> _EXERCISE DETAILS_
Update the passage on membrane rupture in pregnancy between "European Journal of" and "onset of labor.", inclusive, by writing that part out again with "fetal membranes" changed to "amniotic membranes".

> _PROVIDED PASSAGE_
European Journal of Cardiovascular Medicine

The fetal membranes' proper development, structural integrity, and function are crucial for the normal progression of pregnancy, the labor process, and overall pregnancy outcomes. One of their key roles is to remain intact until the onset of labor at term. Preterm Premature Rupture of Membranes (PPROM) [1] Under normal circumstances, spontaneous rupture occurs near the end of the first stage of labor. [2] However, in approximately 10% of pregnancies, the fetal membranes fail to maintain their integrity, leading to rupture either before term or at term but before the onset of labor.

Preterm Premature Rupture of Membranes (PPROM) is defined as the spontaneous rupture of the amniotic membranes before the onset of uterine contractions or the initiation of labor, occurring after the gestational age of viability up to 36 weeks and 6 days.[3] This condition poses significant risks to both the mother and fetus, necessitating careful monitoring and appropriate medical intervention to optimize pregnancy outcomes.

The incidence of Preterm Premature Rupture of Membranes (PPROM) varies between 2% and 4.5% of all deliveries. [4] It is a significant contributor to preterm births, accounting for approximately 30% of all preterm deliveries. Additionally, PPROM is associated with around 10% of perinatal mortality, highlighting its critical impact on neonatal outcomes and the need for timely medical management.[5]

Microbial invasion of the amniotic cavity (MIAC) occurs in 30–40% of PPROM cases, especially at earlier gestational ages, triggering an inflammatory response that leads to earlier delivery and a shorter latency period. [6] The latency period, defined as the time from membrane rupture to the onset of contractions, varies, with the term PROM occurring after 37 weeks and preterm PROM (PPROM) before 37 weeks. Histological chorioamnionitis (HCA) is seen in up to 60% of preterm births and is linked to neonatal complications like chronic lung disease and neurodevelopmental issues.[7] PPROM increases maternal risks, including chorioamnionitis, dysfunctional labor, higher cesarean rates, postpartum hemorrhage, and endometritis, while fetal risks include hyaline membrane disease, intraventricular hemorrhage, sepsis, cord prolapse, and fetal distress. [8] A prolonged latency period raises the risk of ascending infections, particularly in cesarean deliveries, making early gestational PPROM more prone to complications.

> _PROVIDED DATA_
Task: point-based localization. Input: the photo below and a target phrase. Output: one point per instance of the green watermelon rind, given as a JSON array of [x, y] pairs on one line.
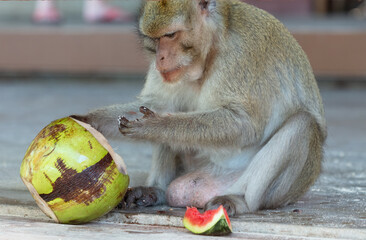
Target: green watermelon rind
[[218, 226]]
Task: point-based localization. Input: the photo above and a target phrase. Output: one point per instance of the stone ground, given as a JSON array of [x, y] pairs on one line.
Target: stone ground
[[333, 208]]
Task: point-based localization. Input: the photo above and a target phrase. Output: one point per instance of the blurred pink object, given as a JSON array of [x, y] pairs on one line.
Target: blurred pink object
[[46, 12], [97, 11]]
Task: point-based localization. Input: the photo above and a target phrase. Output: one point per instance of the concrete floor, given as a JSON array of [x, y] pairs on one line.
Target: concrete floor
[[333, 208]]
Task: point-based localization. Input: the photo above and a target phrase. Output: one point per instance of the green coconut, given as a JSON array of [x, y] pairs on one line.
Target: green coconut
[[212, 222], [73, 173]]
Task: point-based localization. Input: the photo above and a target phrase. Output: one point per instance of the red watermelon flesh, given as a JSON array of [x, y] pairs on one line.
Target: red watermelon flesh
[[211, 222]]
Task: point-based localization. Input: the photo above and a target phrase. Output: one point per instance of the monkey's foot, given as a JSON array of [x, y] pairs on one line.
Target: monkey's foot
[[234, 204], [143, 197]]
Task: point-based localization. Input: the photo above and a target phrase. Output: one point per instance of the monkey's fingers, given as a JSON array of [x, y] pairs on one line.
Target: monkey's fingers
[[147, 112]]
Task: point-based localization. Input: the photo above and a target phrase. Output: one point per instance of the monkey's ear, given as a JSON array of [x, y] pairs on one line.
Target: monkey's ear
[[207, 6]]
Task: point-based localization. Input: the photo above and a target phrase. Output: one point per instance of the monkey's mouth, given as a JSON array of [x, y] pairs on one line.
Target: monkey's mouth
[[172, 75]]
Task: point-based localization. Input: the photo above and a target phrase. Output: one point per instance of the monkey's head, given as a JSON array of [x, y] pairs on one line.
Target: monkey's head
[[179, 35]]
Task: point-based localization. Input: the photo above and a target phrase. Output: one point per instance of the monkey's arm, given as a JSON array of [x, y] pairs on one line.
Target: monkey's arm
[[216, 128], [105, 119]]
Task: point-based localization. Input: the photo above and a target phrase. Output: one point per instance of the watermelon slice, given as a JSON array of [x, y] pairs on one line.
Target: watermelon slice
[[211, 222]]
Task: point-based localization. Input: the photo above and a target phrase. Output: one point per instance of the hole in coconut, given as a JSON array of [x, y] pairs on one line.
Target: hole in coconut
[[121, 166], [40, 202]]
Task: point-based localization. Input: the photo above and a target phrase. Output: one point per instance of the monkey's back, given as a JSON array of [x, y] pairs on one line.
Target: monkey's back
[[270, 59]]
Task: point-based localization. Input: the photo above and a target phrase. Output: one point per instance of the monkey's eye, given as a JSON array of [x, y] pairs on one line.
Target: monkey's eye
[[170, 35]]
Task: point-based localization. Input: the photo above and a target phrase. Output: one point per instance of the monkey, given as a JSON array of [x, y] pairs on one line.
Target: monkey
[[230, 105]]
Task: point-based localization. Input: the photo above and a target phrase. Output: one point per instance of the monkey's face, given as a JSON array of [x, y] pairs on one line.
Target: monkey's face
[[175, 34]]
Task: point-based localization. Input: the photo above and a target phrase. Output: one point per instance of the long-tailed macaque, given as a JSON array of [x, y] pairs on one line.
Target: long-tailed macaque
[[230, 104]]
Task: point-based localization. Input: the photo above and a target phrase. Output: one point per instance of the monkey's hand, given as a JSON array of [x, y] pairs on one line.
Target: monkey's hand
[[143, 197], [138, 128]]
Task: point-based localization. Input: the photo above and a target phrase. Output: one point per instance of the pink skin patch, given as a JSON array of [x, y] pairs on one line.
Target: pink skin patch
[[194, 189]]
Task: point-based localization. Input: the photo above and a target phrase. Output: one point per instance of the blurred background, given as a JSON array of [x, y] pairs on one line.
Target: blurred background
[[332, 32], [52, 70]]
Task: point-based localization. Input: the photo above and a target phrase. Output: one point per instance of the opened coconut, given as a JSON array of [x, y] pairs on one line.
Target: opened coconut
[[73, 173]]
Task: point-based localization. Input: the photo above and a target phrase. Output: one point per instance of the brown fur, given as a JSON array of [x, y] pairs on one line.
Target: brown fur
[[243, 107]]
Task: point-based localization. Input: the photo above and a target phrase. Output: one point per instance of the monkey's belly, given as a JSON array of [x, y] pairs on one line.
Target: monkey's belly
[[194, 189]]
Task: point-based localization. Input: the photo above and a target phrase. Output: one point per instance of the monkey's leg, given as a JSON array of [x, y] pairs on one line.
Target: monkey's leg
[[284, 169], [163, 171]]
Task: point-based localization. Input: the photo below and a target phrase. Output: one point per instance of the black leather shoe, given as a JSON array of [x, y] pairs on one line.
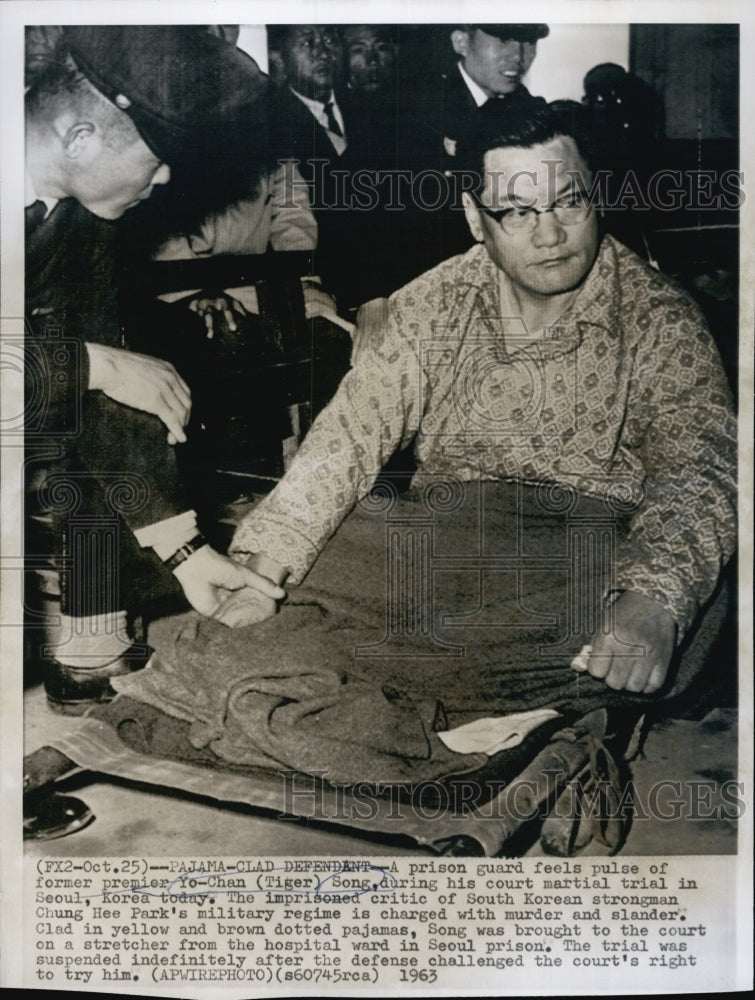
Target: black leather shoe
[[72, 690]]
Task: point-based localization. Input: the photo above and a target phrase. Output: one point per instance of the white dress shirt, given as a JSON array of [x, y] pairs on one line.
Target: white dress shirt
[[317, 108]]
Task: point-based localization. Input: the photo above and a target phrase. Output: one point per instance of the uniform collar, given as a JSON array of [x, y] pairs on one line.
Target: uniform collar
[[30, 195]]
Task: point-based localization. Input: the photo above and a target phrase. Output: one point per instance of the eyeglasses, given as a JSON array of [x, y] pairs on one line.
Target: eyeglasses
[[570, 209]]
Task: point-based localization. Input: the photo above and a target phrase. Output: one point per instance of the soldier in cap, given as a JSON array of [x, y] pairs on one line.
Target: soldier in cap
[[493, 58], [103, 125]]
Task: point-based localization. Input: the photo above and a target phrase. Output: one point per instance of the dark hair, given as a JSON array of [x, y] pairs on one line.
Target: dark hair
[[278, 35], [524, 125]]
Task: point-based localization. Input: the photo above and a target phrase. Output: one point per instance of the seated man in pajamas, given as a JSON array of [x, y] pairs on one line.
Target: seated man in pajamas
[[648, 404]]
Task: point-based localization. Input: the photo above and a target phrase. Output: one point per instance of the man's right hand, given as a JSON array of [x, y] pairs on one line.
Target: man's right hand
[[144, 383]]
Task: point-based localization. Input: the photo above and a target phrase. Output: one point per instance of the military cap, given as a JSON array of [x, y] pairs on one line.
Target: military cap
[[172, 80], [517, 32]]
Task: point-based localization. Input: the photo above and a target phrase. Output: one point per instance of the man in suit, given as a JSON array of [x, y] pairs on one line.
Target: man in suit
[[306, 120], [102, 124]]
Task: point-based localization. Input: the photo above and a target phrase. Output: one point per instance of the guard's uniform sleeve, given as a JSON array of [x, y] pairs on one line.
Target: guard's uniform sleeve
[[684, 531], [293, 225], [376, 409]]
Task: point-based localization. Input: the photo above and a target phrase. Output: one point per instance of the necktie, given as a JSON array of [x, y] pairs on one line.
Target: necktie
[[333, 125], [34, 215]]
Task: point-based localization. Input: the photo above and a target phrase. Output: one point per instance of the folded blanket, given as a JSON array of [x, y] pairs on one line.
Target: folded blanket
[[417, 617]]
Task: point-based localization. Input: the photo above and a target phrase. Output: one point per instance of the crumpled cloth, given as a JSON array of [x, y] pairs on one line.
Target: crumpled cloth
[[269, 710], [490, 736]]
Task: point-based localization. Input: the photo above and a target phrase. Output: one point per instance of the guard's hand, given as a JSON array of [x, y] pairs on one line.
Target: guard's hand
[[144, 383], [370, 318], [222, 305], [637, 655], [246, 607], [318, 303], [206, 578]]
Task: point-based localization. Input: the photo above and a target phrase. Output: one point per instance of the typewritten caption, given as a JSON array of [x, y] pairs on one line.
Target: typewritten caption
[[143, 923]]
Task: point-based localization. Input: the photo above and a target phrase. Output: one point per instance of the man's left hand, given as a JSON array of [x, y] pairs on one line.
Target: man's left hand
[[636, 655], [318, 303]]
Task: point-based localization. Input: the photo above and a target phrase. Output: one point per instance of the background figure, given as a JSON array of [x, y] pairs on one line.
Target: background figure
[[370, 55], [42, 47], [621, 120]]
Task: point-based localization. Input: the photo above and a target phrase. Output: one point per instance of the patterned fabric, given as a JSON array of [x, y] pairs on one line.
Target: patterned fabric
[[625, 398]]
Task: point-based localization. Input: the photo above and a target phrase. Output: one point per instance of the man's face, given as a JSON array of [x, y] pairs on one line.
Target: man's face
[[369, 58], [552, 258], [311, 58], [111, 178], [496, 66]]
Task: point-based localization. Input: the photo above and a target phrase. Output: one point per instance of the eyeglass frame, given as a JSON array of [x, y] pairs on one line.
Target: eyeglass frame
[[499, 214]]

> _RESPONSE AREA_
European Journal of Cardiovascular Medicine

The amniotic membranes' proper development, structural integrity, and function are crucial for the normal progression of pregnancy, the labor process, and overall pregnancy outcomes. One of their key roles is to remain intact until the onset of labor at term. Preterm Premature Rupture of Membranes (PPROM) [1] Under normal circumstances, spontaneous rupture occurs near the end of the first stage of labor. [2] However, in approximately 10% of pregnancies, the amniotic membranes fail to maintain their integrity, leading to rupture either before term or at term but before the onset of labor.